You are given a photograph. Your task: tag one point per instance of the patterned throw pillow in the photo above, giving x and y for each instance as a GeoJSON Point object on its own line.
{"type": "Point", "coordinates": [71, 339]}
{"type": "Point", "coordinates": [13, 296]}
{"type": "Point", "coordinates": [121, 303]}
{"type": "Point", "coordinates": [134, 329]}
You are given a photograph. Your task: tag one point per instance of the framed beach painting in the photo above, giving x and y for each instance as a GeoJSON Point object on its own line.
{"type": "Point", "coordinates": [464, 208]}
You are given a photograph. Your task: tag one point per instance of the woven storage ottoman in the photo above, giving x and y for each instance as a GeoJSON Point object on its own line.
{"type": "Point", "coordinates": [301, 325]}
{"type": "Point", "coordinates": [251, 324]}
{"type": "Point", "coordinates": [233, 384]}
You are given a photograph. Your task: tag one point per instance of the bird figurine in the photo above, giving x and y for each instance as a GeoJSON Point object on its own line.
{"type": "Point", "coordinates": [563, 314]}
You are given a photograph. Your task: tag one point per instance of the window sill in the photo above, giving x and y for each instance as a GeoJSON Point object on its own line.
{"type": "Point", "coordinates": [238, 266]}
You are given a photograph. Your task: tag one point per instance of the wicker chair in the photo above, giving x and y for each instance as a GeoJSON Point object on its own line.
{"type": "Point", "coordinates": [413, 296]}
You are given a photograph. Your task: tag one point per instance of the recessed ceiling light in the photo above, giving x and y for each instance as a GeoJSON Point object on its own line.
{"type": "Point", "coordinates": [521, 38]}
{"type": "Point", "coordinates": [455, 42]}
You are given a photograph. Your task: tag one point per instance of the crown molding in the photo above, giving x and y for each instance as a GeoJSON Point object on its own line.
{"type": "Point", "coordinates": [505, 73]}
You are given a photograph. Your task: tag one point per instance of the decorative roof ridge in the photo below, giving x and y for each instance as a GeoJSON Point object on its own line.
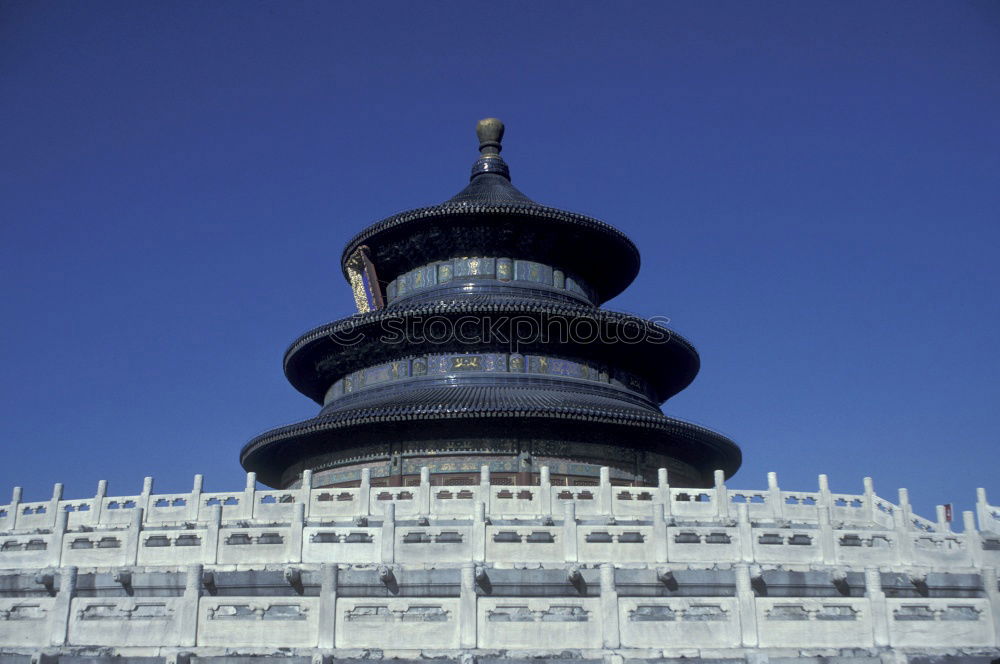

§ §

◆ **STATED PROBLEM**: Lay out all the records above as a numbered list, one line per item, without any blank lines. Leave the pictures out.

◆ **EXPECTED OUTPUT**:
1. You are given a photograph. Your task: tag one point per instance of the patterned throw pillow in the photo above, giving x and y for each instance as a GeoJSON Point object on its own line.
2. {"type": "Point", "coordinates": [71, 339]}
3. {"type": "Point", "coordinates": [13, 296]}
4. {"type": "Point", "coordinates": [121, 303]}
5. {"type": "Point", "coordinates": [134, 329]}
6. You are given a photograph. Your task: tag one point per instance of the framed beach painting in the photo above, giving x and y for each instance as a GeoJSON Point object on its own line.
7. {"type": "Point", "coordinates": [464, 208]}
8. You are given a photograph. Your task: tag one point per instance of the woven storage ottoman in the photo above, giving x and y for each instance as a GeoJSON Point object on its own line.
9. {"type": "Point", "coordinates": [301, 325]}
10. {"type": "Point", "coordinates": [251, 324]}
11. {"type": "Point", "coordinates": [233, 384]}
12. You are given a photograph. Your task: tag one point per instance of the bird figurine in the photo above, giving x and y for each instance as a GeoJSON Point object on its own line.
13. {"type": "Point", "coordinates": [563, 314]}
14. You are given a photograph. Your task: tag one point per instance of the window sill in the photo above, giving x and y for each instance as a GeoJSON Point object on its own line.
15. {"type": "Point", "coordinates": [238, 266]}
16. You are given a photograph. Your task: tag one point per instance of the wicker chair in the photo above, giving x and y for each instance as a GeoJSON Point object on its own line.
17. {"type": "Point", "coordinates": [413, 296]}
18. You are given a photograph. Your task: tag one point per instance of the recessed ceiling light in the photo above, giving x and y for each instance as a GeoJSON Point object on its own line.
19. {"type": "Point", "coordinates": [521, 38]}
20. {"type": "Point", "coordinates": [455, 42]}
21. You are given a photograph. Your task: tag one point per instance of the crown molding in the photo above, giving x and y for each instance as a GeoJSON Point object on its own line.
22. {"type": "Point", "coordinates": [505, 73]}
23. You are given a photograph. Your task: tag one point per instance of the decorative roof ridge in the photo below, giving x and y for each instance as a GeoJSON Point object on its own line.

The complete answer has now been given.